§ **Exercise**
Give every line from the line containing "Guideline: for each instance of the green grassy" through the line containing "column 344, row 669", both included, as a JSON list of strings with one string per line. Leave out blank lines and all other items.

§ **Pointing entries for labeled objects**
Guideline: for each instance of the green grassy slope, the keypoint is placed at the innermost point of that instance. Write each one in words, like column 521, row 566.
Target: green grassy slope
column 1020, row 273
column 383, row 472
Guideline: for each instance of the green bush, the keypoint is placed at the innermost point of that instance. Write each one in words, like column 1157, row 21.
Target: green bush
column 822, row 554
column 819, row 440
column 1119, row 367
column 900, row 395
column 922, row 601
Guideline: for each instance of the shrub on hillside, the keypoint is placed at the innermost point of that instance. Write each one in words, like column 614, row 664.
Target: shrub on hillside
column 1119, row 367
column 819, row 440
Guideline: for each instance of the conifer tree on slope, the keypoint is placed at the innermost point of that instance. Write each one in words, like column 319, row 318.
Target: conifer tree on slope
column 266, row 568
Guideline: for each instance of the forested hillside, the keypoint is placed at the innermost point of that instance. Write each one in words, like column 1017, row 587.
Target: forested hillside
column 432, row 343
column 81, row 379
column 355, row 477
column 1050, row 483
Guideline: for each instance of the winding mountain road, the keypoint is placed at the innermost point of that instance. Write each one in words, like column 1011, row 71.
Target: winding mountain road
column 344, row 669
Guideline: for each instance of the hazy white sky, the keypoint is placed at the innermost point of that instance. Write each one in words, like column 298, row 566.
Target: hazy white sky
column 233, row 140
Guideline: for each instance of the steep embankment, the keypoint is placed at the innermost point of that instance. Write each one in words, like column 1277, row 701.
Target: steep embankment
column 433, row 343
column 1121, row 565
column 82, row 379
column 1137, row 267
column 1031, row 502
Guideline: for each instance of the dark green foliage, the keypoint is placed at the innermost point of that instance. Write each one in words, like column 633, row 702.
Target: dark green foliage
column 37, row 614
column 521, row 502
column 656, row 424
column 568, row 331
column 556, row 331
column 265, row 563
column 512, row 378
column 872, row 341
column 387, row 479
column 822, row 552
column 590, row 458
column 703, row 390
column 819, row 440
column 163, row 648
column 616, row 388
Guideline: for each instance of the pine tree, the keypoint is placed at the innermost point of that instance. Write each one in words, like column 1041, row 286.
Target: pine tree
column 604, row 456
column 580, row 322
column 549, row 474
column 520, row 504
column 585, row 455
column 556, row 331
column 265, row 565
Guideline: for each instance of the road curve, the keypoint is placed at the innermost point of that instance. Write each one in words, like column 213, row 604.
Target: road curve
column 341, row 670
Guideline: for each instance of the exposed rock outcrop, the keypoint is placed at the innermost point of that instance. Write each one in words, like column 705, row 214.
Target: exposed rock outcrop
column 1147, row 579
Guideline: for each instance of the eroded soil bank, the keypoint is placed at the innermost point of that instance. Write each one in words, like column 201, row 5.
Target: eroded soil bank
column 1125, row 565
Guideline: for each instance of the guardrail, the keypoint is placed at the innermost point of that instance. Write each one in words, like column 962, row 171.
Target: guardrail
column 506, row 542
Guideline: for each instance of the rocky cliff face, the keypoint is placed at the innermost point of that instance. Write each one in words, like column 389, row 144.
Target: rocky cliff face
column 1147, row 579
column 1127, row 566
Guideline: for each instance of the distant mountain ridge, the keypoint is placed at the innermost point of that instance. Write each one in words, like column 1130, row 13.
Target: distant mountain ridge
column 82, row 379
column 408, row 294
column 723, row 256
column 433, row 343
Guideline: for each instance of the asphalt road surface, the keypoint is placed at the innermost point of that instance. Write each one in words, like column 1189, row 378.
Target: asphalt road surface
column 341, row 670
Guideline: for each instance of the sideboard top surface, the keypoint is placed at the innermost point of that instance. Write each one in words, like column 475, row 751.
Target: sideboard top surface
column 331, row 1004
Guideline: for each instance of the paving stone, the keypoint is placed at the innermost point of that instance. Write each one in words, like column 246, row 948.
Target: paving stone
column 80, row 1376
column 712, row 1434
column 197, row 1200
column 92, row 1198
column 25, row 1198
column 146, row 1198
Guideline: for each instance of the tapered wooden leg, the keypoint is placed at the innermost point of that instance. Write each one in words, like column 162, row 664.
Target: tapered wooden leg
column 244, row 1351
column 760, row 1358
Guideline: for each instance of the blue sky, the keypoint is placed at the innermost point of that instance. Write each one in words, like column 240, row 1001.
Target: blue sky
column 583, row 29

---

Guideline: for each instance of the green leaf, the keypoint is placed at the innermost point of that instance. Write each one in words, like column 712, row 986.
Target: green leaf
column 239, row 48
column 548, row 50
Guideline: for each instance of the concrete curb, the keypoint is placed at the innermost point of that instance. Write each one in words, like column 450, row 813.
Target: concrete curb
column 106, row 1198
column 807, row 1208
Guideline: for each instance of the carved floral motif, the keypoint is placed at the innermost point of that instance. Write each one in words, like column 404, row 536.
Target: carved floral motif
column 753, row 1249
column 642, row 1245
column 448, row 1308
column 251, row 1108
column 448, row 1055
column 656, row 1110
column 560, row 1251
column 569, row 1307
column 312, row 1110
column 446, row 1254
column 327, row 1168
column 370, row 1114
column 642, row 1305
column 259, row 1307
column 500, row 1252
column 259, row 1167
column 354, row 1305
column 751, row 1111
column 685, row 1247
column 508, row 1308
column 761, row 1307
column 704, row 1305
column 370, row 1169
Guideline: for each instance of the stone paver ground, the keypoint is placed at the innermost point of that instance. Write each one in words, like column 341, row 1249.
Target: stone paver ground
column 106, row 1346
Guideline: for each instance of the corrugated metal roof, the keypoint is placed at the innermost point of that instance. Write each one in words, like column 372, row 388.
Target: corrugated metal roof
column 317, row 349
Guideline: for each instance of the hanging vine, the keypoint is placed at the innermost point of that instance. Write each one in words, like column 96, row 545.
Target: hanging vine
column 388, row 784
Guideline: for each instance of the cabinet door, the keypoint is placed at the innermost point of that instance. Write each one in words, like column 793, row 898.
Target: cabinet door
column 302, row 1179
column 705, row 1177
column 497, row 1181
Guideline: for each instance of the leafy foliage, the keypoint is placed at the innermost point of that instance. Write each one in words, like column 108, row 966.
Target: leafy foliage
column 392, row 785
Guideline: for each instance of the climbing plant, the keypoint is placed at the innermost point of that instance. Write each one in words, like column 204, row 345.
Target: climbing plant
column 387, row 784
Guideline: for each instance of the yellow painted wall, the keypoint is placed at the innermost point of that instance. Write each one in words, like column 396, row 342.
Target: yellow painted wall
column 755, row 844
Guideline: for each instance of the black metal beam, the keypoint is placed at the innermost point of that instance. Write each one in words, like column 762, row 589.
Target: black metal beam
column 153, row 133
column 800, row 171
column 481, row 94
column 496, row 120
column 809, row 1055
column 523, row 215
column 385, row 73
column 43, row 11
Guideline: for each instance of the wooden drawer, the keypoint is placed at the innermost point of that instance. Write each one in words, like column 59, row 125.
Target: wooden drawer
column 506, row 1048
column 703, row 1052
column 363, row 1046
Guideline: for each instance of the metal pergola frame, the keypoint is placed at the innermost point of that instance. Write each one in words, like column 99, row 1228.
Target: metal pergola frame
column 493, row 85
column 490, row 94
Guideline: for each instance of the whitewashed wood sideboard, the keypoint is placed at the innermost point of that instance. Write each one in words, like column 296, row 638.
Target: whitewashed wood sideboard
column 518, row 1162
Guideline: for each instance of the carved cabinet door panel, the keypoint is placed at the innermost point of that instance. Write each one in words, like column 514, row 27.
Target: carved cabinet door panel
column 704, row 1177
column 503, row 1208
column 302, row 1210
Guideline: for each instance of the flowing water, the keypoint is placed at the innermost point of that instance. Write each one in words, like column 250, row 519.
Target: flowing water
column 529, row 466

§ **Answer**
[
  "Guideline: for each instance of the green grassy slope, the keypoint is placed at the innermost point of that instance. Write each one in words, like column 521, row 566.",
  "Target: green grassy slope",
  "column 1020, row 273",
  "column 383, row 472",
  "Guideline: for each instance of the green bush, the keypoint is placed at the innermost point of that instance. Write each one in words, like column 1157, row 21.",
  "Target: green bush",
  "column 822, row 554",
  "column 819, row 440",
  "column 1119, row 367",
  "column 900, row 395",
  "column 922, row 601",
  "Guideline: for each instance of the shrub on hillside, the keypoint is placed at the innermost point of that instance. Write each one in words, like column 614, row 664.",
  "Target: shrub on hillside",
  "column 1119, row 367",
  "column 819, row 440",
  "Guideline: for each instance of the conifer tree on slope, the keypoint is placed at the innermost point of that instance. Write each one in words, like column 319, row 318.",
  "Target: conifer tree on slope",
  "column 266, row 568",
  "Guideline: for each instance of the forested hillside, the keypoint is placed at the innermost point of that instance. Write each one in words, like column 1017, row 587.",
  "Target: forested hillside",
  "column 432, row 343",
  "column 81, row 379",
  "column 355, row 477",
  "column 1050, row 483",
  "Guideline: for each instance of the winding mountain road, the keypoint is placed at the innermost point of that instance. Write each one in words, like column 1011, row 71.",
  "Target: winding mountain road",
  "column 344, row 669"
]